§ **REQUEST**
Recast every line of the listing below as a numbered list, omitting blank lines.

§ **Stored data entries**
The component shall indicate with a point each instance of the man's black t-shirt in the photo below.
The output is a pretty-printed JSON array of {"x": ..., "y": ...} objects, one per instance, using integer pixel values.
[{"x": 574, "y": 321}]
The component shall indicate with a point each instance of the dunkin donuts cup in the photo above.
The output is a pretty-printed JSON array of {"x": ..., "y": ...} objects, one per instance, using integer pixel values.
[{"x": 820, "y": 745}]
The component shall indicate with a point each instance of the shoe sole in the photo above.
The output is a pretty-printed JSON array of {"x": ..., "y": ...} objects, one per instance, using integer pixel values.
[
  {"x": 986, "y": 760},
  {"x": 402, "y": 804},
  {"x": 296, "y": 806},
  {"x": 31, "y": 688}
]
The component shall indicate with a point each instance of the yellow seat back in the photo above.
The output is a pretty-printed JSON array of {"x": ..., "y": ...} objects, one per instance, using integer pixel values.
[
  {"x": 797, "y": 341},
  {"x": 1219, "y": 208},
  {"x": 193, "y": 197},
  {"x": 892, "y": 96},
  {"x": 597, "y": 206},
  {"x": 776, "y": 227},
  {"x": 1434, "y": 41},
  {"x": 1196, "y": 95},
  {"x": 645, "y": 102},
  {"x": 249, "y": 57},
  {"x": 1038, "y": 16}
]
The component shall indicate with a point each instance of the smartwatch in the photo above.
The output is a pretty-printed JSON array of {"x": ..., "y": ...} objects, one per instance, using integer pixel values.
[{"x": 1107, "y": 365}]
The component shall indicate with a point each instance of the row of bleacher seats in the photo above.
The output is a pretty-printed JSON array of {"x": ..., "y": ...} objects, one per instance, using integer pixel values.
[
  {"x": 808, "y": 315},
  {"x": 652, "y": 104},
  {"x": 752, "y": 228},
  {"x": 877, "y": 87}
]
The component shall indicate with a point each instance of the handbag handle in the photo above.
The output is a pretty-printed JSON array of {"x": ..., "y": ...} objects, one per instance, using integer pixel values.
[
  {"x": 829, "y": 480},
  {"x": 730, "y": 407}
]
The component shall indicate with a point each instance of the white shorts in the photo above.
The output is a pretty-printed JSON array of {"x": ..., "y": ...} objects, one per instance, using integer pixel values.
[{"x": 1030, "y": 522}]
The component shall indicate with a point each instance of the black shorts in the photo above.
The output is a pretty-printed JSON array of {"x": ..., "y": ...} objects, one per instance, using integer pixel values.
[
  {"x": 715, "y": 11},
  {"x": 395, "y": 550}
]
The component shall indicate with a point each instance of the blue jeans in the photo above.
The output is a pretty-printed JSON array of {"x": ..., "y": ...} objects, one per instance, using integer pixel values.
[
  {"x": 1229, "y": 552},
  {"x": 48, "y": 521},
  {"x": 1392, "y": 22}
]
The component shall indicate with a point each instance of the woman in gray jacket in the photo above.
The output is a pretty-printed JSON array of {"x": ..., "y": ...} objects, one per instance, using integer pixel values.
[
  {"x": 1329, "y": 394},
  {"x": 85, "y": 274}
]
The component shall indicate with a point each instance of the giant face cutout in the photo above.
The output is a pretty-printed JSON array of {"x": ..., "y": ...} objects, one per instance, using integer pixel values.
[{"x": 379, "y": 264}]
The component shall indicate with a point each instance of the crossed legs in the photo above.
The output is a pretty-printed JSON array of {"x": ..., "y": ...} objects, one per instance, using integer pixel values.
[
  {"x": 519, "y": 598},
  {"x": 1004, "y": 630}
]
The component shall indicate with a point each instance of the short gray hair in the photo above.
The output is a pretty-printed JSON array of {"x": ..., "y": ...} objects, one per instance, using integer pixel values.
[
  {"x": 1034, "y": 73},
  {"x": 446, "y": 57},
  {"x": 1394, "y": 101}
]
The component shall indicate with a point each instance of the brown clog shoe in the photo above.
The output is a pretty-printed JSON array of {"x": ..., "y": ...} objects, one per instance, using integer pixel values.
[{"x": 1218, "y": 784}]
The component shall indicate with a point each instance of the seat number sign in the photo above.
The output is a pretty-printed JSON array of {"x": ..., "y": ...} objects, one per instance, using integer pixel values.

§ **RESPONSE BELOW**
1. The component shall indicate with a point each instance of the man's black t-shirt in the photo below.
2. The output is a pretty-printed JSON array of {"x": ..., "y": ...} objects, one per instance, using integer pixel values.
3. [{"x": 574, "y": 321}]
4. The component shall indicate with a point each instance of the dunkin donuts cup in the photo above.
5. The output is a pretty-printed JSON array of {"x": ..., "y": ...} objects, one per instance, using integer pixel values.
6. [{"x": 820, "y": 745}]
7. The component shall indicate with a point each instance of the shoe sole in the photo above.
8. The output is a pretty-printed JSON array of {"x": ..., "y": ...} objects, one per instance, using integer pixel values.
9. [
10.   {"x": 986, "y": 760},
11.   {"x": 402, "y": 804},
12.   {"x": 296, "y": 806},
13.   {"x": 31, "y": 688}
14. ]
15. The component shall indicate with a point each instance of the yellow seat back in the photo above.
16. The output is a pretty-printed JSON array of {"x": ..., "y": ...} objects, one per instance, using integer pixel values.
17. [
18.   {"x": 797, "y": 341},
19.   {"x": 1219, "y": 208},
20.   {"x": 193, "y": 197},
21.   {"x": 892, "y": 96},
22.   {"x": 597, "y": 206},
23.   {"x": 776, "y": 227},
24.   {"x": 1434, "y": 41},
25.   {"x": 1196, "y": 95},
26.   {"x": 645, "y": 102},
27.   {"x": 249, "y": 57},
28.   {"x": 1038, "y": 16}
29. ]
30. The component shall indicate with a point each instance of the smartwatch in the photo above.
31. The output is a pretty-printed JSON array of {"x": ..., "y": ...} objects, one per instance, using integer pixel values.
32. [{"x": 1107, "y": 365}]
33. The component shall indicate with a point each instance of the row of bleacher seats in the photo above.
34. The output is a pretty-printed JSON array of {"x": ..., "y": ...} objects, one per instance, using integer pixel values.
35. [
36.   {"x": 808, "y": 315},
37.   {"x": 652, "y": 104},
38.   {"x": 752, "y": 228},
39.   {"x": 877, "y": 87}
40. ]
41. The component shall indicate with a point each instance of the handbag handle in the photo above.
42. The output is a pretty-printed JSON array of {"x": ..., "y": ...} objects, one per instance, using integer pixel values.
43. [
44.   {"x": 829, "y": 480},
45.   {"x": 730, "y": 407}
46. ]
47. The component shall indicate with a point each instance of the white shorts in the photo above.
48. The output is a pretty-printed JSON array of {"x": ..., "y": ...} objects, one per instance, using integer pixel values.
49. [{"x": 1030, "y": 522}]
50. The component shall indicate with a point each instance of the black shorts in the photo above.
51. The output is a pretty-printed JSON array of {"x": ..., "y": ...} objects, one per instance, using integer pixel values.
52. [
53.   {"x": 715, "y": 11},
54.   {"x": 395, "y": 550}
55. ]
56. The component shall indicate with a point each instance of the blue jeans in the photo above.
57. The output is a pretty-printed JSON array of {"x": ..., "y": ...} objects, one per instance, using integer pixel values.
58. [
59.   {"x": 1229, "y": 552},
60.   {"x": 48, "y": 521},
61.   {"x": 1392, "y": 22}
62. ]
63. The component shall indicate with a point each instance of the woman in gray jacket in the photo above.
64. The output is a pretty-printed JSON array of {"x": ..., "y": ...} objects, one per instance, using integer pixel values.
65. [
66.   {"x": 1329, "y": 394},
67.   {"x": 85, "y": 274}
68. ]
69. The component shall indicate with a point each instance of the giant face cutout in the photo above.
70. The output is a pretty-printed JSON array of {"x": ..., "y": ...} objects, one per instance, using integer pixel values.
71. [{"x": 379, "y": 264}]
72. The component shall indicate with a point each instance of the crossed legs in the photo above.
73. The output is a pretty-printed JSON array of {"x": ..., "y": ...} objects, one per instance, using integer pixel values.
74. [
75.   {"x": 519, "y": 598},
76.   {"x": 1004, "y": 630}
77. ]
78. The component shall indicate with a point each instance of the short gray hair in the photo above.
79. The output is a pretty-printed JSON array of {"x": ..., "y": ...} objects, one per instance, using integer pixel values.
80. [
81.   {"x": 1034, "y": 73},
82.   {"x": 446, "y": 57},
83.   {"x": 1394, "y": 101}
84. ]
85. The component shall indicate with a point each instance of the brown clog shoe in the photo above.
86. The output is a pretty-printed JSON array of {"x": ..., "y": ...} objects, one per instance, using integer pixel values.
87. [{"x": 1218, "y": 784}]
88. The component shall indicate with a point each instance of the seat number sign in the photo above.
89. The output is a pretty-printed JSON array of {"x": ..., "y": ...} objects, one per instance, using integer pixel values.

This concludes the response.